## Aim of the task
The lines to extract start at the one containing "like [159, 51]." and end with the last line; give them exactly and nothing more.
==== Exercise input ====
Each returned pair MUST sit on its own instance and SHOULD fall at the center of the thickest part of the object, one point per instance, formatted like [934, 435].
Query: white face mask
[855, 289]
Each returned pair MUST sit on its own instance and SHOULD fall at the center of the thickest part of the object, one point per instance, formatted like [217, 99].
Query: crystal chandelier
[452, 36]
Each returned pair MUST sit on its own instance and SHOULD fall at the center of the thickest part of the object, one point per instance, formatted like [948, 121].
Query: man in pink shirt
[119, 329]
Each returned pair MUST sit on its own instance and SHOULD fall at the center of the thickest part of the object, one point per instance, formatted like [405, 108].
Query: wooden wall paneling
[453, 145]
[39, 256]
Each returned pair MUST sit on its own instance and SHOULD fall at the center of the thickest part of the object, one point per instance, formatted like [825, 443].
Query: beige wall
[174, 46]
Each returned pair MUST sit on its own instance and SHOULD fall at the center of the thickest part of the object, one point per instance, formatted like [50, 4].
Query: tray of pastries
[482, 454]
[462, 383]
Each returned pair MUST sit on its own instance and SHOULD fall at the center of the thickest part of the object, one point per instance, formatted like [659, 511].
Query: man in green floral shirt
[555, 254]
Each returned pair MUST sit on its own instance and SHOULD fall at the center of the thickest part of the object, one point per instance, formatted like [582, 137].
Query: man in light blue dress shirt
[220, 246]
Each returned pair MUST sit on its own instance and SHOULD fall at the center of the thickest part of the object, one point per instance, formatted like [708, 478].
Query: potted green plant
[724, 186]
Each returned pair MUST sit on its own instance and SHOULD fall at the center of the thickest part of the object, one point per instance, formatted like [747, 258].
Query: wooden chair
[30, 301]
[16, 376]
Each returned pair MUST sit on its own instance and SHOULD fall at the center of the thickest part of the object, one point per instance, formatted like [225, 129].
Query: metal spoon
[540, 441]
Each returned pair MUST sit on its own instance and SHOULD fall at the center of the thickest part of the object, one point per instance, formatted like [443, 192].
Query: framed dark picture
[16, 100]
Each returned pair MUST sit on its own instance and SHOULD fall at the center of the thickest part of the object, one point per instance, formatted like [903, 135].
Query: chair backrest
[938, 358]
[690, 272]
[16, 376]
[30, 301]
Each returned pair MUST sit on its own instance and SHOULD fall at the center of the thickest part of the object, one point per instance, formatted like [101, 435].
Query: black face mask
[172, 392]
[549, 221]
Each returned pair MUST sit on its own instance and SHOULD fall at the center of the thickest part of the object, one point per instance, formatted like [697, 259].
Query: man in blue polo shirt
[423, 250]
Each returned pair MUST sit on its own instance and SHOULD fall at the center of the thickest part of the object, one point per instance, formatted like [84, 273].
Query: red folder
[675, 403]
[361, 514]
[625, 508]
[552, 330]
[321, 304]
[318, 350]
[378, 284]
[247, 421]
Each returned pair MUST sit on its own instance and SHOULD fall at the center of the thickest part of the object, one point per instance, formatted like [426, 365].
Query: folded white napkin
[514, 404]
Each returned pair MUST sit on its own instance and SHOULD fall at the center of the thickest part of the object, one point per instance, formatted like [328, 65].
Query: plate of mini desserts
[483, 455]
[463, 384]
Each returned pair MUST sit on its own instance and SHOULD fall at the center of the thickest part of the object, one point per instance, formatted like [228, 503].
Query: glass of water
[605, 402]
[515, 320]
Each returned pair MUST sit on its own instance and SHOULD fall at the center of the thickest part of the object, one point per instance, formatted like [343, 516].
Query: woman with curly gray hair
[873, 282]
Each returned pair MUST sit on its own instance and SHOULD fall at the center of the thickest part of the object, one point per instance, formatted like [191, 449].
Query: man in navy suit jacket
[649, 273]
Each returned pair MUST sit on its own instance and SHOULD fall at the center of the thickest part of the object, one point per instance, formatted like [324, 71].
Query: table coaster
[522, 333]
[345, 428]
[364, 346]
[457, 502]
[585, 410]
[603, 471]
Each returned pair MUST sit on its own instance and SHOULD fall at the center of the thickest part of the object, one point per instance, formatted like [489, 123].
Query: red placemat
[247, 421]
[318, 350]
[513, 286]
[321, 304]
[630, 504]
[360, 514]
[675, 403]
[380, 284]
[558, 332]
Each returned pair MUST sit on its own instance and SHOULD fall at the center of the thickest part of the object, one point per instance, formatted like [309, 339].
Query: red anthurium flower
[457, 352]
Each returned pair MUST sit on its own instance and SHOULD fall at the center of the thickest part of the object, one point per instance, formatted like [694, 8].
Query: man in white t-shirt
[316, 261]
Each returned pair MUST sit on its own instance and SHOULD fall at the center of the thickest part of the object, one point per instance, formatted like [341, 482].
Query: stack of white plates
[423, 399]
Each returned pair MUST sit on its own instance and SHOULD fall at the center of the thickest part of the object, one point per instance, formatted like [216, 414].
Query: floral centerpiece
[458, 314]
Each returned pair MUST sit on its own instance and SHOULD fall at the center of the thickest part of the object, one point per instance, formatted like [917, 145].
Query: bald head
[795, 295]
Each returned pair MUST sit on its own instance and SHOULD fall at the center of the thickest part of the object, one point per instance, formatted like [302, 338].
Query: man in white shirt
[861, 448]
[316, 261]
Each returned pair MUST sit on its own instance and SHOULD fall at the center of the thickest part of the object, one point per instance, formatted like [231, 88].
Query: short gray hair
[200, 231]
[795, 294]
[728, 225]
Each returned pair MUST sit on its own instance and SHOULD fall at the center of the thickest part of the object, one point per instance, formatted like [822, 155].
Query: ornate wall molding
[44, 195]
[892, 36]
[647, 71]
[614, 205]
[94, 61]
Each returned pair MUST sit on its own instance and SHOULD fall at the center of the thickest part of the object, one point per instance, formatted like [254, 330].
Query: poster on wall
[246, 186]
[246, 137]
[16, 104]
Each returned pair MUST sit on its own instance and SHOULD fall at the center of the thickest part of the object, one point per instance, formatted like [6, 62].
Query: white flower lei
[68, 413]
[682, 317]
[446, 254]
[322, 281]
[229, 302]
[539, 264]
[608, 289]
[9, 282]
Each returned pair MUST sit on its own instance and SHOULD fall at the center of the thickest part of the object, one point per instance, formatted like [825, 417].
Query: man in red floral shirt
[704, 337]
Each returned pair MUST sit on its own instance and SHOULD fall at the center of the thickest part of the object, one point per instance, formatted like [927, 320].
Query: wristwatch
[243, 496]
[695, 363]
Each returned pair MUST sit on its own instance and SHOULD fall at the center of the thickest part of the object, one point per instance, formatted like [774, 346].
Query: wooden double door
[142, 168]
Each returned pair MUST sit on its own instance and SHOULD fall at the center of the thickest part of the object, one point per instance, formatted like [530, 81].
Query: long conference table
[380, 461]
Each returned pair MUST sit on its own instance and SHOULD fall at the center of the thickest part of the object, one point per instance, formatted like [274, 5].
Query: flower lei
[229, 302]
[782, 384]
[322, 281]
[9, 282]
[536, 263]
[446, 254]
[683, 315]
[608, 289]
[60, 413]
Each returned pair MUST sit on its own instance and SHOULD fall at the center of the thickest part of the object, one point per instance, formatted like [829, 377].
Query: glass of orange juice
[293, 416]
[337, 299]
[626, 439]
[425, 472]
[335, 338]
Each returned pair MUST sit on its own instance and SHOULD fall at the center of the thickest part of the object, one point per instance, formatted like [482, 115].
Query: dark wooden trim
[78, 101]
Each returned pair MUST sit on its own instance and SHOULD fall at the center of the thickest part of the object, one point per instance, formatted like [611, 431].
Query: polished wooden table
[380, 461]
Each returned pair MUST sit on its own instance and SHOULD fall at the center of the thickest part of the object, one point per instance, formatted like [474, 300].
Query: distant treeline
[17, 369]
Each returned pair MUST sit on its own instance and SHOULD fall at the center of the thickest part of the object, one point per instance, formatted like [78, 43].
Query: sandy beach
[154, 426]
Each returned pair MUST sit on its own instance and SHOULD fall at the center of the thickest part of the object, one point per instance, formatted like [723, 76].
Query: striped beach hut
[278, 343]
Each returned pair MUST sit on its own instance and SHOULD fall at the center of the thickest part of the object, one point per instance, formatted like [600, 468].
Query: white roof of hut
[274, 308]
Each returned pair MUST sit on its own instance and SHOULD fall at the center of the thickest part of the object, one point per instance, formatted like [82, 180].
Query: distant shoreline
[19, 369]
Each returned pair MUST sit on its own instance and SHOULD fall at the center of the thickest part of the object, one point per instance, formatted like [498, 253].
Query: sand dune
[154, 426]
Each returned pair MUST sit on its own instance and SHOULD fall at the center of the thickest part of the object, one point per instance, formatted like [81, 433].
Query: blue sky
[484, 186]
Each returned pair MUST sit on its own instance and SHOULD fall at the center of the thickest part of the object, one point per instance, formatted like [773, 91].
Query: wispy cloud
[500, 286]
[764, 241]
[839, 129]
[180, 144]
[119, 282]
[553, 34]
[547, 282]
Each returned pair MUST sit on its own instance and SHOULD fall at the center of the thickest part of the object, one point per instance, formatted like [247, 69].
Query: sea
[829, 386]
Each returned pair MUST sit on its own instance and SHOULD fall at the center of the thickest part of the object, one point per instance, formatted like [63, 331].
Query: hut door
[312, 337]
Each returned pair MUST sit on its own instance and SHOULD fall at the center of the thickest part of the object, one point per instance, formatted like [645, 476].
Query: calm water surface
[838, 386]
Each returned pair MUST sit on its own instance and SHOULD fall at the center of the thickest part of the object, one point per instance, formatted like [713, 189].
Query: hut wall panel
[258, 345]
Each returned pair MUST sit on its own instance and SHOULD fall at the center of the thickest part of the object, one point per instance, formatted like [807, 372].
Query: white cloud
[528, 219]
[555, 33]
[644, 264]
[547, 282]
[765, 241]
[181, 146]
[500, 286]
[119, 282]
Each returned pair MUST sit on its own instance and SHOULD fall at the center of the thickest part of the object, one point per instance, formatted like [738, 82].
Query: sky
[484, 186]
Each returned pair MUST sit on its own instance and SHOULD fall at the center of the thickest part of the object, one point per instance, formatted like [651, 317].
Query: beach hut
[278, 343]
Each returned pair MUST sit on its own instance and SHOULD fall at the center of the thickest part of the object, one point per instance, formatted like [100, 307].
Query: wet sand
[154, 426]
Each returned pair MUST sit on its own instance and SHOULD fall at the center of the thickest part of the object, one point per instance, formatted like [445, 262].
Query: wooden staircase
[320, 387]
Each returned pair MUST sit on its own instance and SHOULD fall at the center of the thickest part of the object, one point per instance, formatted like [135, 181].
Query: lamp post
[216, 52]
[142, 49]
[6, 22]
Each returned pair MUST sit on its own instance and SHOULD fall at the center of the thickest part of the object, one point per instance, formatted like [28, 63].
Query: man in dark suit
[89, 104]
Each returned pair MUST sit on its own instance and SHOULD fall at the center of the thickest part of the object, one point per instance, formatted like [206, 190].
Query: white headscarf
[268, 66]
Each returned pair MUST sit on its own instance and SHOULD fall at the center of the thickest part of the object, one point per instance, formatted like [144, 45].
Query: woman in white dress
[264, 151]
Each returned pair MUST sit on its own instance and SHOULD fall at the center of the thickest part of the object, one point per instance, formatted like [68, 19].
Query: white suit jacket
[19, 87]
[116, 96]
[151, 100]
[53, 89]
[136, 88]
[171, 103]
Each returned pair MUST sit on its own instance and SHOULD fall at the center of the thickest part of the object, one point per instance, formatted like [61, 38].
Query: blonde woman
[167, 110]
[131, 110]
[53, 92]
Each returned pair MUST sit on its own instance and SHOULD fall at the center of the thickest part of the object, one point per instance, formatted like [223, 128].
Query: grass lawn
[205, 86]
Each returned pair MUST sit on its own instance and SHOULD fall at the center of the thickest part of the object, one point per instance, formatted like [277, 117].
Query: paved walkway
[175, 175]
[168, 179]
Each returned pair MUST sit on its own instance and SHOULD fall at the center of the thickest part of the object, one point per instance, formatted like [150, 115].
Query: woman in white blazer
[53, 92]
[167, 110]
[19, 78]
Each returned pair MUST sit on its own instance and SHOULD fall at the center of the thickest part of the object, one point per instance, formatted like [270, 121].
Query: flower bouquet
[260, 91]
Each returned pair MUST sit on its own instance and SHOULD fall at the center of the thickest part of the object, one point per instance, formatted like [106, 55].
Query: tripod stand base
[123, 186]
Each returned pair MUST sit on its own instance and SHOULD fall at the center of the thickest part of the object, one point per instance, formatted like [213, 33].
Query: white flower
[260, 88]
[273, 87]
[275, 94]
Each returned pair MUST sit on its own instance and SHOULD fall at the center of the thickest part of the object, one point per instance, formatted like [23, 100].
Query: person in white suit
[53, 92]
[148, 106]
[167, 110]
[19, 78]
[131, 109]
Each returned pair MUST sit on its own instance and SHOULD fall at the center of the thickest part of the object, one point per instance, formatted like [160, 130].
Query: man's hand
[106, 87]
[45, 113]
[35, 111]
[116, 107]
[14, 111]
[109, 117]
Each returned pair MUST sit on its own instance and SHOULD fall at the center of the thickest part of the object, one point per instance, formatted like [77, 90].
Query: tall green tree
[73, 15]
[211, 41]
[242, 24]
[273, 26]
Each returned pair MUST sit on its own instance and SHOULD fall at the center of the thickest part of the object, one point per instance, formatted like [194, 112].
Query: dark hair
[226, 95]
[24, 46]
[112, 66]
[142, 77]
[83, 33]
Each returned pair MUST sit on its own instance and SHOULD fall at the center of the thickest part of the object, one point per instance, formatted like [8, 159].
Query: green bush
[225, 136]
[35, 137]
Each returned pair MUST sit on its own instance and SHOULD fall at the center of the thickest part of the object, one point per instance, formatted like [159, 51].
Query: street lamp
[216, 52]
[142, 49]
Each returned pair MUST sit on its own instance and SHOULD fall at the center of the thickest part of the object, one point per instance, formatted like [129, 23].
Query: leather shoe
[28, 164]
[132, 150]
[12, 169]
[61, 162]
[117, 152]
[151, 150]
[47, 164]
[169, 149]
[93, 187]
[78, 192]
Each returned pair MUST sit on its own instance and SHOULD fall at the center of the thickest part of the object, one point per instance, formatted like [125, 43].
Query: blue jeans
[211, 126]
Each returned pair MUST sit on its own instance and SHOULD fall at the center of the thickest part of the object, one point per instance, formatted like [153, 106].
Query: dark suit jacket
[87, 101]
====
## Solution below
Each returned pair MUST sit on its own instance and SHOULD fall at the center of the thickest part of the object, one point per instance, formatted like [159, 51].
Query: street lamp
[216, 52]
[142, 49]
Each returned pair MUST sit on its own instance and SHOULD fall at the center of the thickest part of the object, one point per instance, formatted like [129, 23].
Query: leather shoe
[28, 164]
[132, 150]
[12, 169]
[61, 162]
[117, 152]
[151, 150]
[47, 164]
[169, 149]
[93, 187]
[78, 192]
Each returned pair MUST sit on its own instance and SHOULD fall at the center of the thickest part of the object, one point per instance, formatted like [125, 43].
Query: blue jeans
[211, 126]
Each returned pair MUST sit on its own instance and SHOULD fall at the center of the thickest part of the object, one point per instance, formatted like [153, 106].
Query: dark suit jacket
[87, 101]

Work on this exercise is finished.